- AVAILABLE DATA -

[Begin]

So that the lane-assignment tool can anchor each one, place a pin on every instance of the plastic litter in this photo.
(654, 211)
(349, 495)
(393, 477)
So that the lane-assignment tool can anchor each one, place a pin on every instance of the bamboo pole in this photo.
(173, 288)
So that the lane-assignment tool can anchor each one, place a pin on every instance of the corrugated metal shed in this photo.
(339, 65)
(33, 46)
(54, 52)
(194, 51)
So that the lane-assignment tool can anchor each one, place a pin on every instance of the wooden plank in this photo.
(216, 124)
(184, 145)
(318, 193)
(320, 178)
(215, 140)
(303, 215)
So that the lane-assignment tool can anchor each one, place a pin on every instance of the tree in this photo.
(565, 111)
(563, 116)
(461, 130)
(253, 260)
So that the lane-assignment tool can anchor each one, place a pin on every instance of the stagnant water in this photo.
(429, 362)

[End]

- STATED TASK -
Convert the rows into a Markdown table with the columns No. and Line, one numbered entry per line, leaving out blank lines. Begin at the line that has "tree in this photo." and stop after the last of the rows.

- RESULT FOR THIS EXERCISE -
| No. | Line |
|---|---|
| 1 | So that the lane-assignment tool can anchor each one, place a pin on every instance of the tree in this photo. |
| 2 | (565, 111) |
| 3 | (563, 116) |
| 4 | (461, 130) |
| 5 | (253, 260) |
| 6 | So that the lane-assignment tool can anchor each one, place a pin on every instance of the stagnant water in this photo. |
| 7 | (429, 362) |